• **BRIEF**
Can you reproduce, word for word, the lines from the one containing "[Batch spec] Target class: white porch" through the one containing "[[327, 319, 394, 347]]", including both of those lines?

>> Start LISTED RECORDS

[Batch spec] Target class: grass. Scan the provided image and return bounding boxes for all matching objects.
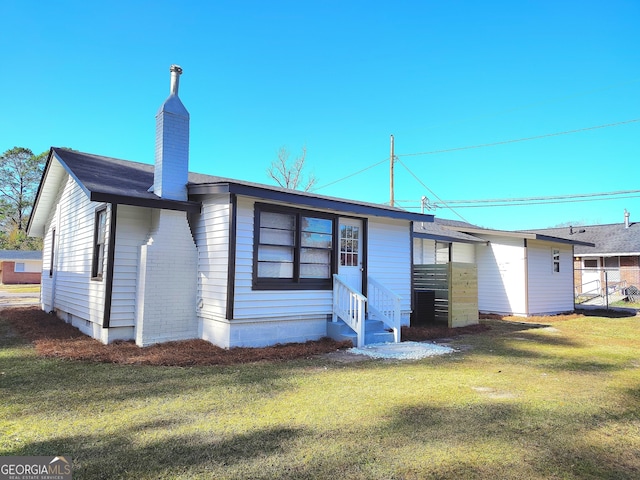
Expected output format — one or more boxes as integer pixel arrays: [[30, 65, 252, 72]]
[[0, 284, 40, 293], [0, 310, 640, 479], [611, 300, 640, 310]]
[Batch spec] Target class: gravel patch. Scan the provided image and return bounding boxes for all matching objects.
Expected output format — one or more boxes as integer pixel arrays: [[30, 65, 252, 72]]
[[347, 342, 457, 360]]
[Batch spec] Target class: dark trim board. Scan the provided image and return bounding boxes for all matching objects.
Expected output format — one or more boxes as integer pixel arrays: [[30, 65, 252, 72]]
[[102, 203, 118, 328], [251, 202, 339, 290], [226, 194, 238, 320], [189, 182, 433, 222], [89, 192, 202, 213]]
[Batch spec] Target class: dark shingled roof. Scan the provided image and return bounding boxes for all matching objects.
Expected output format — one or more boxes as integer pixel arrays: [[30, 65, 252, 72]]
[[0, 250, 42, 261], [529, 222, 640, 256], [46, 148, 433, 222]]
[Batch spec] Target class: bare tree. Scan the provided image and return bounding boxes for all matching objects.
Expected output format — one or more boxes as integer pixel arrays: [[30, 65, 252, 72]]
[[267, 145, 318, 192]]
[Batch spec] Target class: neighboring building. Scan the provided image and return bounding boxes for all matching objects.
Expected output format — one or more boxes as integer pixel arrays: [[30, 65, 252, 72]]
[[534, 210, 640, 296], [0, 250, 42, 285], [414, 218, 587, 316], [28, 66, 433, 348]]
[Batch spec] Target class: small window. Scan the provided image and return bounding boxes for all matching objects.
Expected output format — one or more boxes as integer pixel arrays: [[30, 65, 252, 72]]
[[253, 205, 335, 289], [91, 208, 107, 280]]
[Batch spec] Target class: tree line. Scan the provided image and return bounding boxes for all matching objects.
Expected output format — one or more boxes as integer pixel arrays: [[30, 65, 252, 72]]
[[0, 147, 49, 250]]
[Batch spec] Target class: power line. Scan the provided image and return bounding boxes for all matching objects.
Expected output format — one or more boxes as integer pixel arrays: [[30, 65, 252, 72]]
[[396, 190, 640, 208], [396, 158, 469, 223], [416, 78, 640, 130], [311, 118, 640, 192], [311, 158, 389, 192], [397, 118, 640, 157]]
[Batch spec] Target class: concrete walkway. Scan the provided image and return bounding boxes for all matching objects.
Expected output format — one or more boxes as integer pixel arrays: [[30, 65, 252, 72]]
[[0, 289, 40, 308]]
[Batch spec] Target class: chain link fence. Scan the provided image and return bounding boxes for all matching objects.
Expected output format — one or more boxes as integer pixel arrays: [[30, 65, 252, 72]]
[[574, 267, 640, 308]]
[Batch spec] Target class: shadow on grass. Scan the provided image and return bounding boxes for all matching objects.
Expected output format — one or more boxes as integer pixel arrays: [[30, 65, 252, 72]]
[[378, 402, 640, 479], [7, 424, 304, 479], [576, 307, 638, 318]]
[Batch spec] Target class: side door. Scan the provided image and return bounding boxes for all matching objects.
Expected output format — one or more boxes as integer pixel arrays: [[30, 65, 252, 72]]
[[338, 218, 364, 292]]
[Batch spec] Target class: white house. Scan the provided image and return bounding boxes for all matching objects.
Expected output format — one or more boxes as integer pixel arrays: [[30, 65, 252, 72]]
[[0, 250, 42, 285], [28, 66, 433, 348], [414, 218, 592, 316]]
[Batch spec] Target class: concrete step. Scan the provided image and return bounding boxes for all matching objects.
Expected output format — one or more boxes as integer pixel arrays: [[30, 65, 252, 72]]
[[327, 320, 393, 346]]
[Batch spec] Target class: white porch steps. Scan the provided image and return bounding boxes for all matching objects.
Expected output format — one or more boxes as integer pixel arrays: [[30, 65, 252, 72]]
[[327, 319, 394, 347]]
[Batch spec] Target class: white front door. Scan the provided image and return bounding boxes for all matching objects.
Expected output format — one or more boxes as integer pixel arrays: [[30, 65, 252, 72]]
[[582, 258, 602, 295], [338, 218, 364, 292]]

>> End LISTED RECORDS

• **THE COMPLETED TASK**
[Batch spec] Target class: white porch steps. Scan the provided image and return bounding boxes for all matching objects.
Expected output format — one or more boxes as integer pixel arrays: [[30, 65, 252, 72]]
[[327, 319, 394, 347]]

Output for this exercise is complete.